Extracted records:

....

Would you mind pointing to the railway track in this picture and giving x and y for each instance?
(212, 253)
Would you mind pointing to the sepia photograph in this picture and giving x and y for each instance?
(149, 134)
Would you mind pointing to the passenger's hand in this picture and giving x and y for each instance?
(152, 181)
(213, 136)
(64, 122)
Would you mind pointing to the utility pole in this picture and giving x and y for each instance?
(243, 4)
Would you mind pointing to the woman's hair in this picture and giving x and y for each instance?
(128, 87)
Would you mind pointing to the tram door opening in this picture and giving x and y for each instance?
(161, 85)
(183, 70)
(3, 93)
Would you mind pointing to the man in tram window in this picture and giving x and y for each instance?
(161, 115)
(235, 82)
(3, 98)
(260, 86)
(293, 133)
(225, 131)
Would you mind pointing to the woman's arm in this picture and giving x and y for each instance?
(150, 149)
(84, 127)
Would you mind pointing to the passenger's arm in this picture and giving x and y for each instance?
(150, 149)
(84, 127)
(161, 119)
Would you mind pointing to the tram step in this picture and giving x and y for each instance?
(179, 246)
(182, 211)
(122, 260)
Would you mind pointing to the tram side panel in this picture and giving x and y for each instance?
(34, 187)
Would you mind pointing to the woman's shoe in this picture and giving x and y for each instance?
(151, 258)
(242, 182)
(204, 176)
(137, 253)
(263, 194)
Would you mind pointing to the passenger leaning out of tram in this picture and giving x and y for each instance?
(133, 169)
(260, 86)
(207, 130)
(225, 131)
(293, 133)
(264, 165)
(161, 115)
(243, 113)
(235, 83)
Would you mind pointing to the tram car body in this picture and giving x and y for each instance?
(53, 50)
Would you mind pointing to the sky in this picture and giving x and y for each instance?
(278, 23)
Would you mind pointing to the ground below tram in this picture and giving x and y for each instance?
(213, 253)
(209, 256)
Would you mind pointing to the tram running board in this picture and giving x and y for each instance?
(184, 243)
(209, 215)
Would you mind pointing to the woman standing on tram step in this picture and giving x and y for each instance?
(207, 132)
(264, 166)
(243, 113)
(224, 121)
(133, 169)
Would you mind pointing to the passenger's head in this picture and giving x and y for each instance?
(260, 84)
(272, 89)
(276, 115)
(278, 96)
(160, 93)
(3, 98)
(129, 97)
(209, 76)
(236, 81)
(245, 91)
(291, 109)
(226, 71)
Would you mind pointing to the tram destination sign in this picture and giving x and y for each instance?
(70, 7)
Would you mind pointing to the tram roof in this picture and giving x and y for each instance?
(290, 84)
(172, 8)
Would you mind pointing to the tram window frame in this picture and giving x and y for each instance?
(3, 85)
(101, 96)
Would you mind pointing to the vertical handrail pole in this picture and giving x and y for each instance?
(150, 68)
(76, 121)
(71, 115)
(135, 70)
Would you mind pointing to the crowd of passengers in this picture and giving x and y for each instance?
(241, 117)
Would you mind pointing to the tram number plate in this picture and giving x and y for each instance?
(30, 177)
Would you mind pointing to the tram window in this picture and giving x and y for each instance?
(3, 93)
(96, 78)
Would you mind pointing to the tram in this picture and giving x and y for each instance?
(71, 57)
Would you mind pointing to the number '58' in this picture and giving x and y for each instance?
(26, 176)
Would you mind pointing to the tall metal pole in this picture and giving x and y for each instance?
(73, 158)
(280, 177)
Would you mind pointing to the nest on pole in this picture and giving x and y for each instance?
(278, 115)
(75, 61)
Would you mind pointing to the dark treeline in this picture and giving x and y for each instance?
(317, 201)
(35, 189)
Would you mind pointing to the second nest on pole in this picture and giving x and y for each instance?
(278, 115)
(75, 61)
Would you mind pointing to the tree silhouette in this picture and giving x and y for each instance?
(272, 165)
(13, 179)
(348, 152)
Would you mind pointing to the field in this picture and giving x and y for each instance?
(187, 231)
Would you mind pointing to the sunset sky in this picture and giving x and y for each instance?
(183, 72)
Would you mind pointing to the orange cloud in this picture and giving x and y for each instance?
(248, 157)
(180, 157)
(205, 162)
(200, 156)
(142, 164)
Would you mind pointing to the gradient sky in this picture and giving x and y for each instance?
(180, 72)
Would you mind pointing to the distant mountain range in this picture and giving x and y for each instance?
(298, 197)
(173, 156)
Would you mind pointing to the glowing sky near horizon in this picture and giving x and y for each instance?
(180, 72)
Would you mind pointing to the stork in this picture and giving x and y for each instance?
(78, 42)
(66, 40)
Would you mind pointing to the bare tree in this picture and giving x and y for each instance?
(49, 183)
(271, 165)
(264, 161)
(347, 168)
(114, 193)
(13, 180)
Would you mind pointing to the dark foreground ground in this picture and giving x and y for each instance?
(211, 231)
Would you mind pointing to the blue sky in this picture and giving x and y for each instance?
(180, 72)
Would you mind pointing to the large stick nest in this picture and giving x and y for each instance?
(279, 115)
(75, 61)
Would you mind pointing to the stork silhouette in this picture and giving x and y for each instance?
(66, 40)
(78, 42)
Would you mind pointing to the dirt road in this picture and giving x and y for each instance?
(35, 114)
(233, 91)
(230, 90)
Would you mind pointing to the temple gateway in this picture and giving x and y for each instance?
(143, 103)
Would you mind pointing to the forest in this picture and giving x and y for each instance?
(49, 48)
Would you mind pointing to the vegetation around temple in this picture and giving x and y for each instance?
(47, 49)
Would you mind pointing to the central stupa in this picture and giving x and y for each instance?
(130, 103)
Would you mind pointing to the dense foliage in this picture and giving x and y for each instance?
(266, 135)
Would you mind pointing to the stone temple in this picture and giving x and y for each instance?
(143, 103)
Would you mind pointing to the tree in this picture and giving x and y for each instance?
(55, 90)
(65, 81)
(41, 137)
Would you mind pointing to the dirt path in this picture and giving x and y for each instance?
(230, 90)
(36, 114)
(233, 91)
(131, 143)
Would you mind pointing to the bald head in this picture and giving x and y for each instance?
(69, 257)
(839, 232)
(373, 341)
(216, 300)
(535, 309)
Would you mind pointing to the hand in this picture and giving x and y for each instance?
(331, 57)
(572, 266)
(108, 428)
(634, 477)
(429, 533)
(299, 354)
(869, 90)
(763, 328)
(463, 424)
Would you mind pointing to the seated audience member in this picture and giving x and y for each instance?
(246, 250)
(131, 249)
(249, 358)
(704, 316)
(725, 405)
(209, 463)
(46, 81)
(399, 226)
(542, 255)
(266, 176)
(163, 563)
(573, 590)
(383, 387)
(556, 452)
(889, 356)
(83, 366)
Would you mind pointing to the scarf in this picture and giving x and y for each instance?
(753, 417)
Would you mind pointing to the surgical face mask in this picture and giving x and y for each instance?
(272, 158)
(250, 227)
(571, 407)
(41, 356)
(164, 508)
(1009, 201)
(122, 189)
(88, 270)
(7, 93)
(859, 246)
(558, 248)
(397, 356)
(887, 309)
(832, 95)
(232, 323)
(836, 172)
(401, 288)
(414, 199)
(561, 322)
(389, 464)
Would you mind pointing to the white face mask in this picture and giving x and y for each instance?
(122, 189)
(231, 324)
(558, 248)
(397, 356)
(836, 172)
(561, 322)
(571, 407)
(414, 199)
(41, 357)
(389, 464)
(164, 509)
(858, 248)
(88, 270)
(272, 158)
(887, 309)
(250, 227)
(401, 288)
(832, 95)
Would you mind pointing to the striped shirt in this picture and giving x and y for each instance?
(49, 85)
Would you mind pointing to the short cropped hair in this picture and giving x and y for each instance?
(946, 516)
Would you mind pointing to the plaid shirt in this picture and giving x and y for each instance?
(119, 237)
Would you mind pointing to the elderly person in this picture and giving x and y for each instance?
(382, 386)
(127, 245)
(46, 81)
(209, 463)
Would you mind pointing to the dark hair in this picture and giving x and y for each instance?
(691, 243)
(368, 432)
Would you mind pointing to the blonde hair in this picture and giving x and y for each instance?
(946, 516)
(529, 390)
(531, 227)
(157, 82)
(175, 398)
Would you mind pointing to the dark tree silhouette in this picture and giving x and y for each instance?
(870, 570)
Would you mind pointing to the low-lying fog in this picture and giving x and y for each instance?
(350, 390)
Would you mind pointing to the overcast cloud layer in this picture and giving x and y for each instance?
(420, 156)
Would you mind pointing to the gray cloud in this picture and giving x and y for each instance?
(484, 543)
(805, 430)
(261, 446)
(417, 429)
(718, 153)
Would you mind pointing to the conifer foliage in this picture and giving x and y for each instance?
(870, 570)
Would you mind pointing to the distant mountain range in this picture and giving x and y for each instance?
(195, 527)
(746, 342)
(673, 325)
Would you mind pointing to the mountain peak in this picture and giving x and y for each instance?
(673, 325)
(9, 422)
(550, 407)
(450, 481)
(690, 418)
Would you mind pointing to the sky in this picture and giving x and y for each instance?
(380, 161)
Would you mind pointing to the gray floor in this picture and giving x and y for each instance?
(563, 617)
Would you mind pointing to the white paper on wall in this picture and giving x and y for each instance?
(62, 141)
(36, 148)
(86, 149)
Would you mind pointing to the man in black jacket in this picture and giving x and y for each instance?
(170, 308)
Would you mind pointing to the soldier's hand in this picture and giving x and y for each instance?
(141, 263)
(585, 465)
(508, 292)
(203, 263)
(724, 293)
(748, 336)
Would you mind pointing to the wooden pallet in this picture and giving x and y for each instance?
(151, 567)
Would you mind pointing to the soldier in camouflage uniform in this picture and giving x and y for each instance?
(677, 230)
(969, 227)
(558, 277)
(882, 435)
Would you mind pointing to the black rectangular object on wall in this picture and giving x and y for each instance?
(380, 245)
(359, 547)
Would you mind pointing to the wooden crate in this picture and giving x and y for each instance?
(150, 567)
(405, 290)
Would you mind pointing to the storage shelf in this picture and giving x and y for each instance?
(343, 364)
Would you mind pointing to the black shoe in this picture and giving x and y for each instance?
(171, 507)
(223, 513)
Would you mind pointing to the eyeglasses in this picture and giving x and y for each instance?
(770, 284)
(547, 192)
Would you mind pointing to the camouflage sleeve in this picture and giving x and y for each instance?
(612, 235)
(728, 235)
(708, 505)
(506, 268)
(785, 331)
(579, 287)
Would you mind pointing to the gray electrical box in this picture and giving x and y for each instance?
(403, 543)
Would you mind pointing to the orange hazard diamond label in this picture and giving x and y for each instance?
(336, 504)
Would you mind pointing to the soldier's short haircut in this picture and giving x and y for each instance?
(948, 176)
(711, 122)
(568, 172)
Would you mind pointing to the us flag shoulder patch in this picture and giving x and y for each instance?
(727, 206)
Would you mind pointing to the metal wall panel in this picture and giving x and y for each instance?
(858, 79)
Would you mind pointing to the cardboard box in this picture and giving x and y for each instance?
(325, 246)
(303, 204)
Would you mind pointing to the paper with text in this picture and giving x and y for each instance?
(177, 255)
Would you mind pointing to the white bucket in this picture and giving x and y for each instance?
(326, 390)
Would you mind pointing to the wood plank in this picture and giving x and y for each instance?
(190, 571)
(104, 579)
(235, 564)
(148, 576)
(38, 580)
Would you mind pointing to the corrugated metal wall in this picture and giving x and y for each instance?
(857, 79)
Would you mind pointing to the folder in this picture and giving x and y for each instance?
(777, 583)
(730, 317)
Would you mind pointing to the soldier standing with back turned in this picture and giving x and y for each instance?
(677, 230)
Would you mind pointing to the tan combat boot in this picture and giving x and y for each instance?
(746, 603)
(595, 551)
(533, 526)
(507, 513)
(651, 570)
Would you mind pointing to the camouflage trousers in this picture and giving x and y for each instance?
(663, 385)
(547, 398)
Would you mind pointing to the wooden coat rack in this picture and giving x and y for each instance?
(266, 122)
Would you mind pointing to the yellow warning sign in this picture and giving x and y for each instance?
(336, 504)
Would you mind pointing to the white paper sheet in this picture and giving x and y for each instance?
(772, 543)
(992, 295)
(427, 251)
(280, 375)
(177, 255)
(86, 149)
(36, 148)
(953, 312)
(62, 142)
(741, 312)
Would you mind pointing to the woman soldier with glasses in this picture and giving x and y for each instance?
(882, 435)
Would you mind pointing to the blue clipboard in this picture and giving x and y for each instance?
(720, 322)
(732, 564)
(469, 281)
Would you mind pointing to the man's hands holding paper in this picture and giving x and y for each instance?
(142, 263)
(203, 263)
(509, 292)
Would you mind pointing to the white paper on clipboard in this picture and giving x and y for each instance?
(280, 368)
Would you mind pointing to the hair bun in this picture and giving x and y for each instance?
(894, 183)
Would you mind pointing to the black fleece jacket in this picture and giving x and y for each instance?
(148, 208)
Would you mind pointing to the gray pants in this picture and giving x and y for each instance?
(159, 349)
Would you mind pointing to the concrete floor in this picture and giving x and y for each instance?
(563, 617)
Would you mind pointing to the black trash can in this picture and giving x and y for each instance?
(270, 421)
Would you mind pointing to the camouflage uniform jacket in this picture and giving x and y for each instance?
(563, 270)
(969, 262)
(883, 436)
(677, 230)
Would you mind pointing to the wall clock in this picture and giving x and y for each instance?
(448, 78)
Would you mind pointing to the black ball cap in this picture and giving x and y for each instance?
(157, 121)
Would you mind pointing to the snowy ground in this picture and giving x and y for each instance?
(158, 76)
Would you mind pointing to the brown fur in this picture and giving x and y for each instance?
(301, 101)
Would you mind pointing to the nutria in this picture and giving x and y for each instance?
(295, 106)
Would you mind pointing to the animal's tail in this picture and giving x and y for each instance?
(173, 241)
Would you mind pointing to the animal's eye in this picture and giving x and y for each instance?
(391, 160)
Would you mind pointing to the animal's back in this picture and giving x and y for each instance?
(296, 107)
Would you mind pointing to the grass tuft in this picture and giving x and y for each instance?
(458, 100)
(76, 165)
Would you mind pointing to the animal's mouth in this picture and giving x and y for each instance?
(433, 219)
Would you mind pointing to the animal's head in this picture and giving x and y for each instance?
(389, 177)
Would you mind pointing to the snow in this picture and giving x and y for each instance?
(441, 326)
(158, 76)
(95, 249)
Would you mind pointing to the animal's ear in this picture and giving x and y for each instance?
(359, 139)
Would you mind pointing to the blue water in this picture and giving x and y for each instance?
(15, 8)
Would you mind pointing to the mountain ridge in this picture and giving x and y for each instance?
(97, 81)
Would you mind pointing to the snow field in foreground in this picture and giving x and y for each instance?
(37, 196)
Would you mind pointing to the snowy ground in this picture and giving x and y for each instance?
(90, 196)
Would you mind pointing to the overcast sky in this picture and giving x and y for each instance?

....

EXERCISE BRIEF:
Your task is to output exactly the lines running from the one with "Would you mind pointing to the animal's mouth" through the final line of the material above, with both ends included.

RESULT:
Would you mind pointing to the animal's mouth in this picture and giving x and y for each instance?
(433, 219)
Would you mind pointing to the animal's head in this picture and giving x and y for each instance?
(389, 177)
Would you mind pointing to the snow in this picture and giving x and y for each instance?
(441, 326)
(158, 76)
(95, 249)
Would you mind pointing to the animal's ear in this picture and giving x and y for each instance?
(359, 139)
Would you mind pointing to the blue water in this picture and giving x and y for each instance?
(15, 8)
Would you mind pointing to the mountain ridge in this picture and giving x and y for each instance?
(97, 81)
Would you mind pointing to the snow field in foreground in this picture and giving x and y for each instance?
(37, 196)
Would you mind pointing to the snowy ground in this picture and giving x and y for each instance?
(90, 196)
Would you mind pointing to the overcast sky in this picture and giving x and y for each instance?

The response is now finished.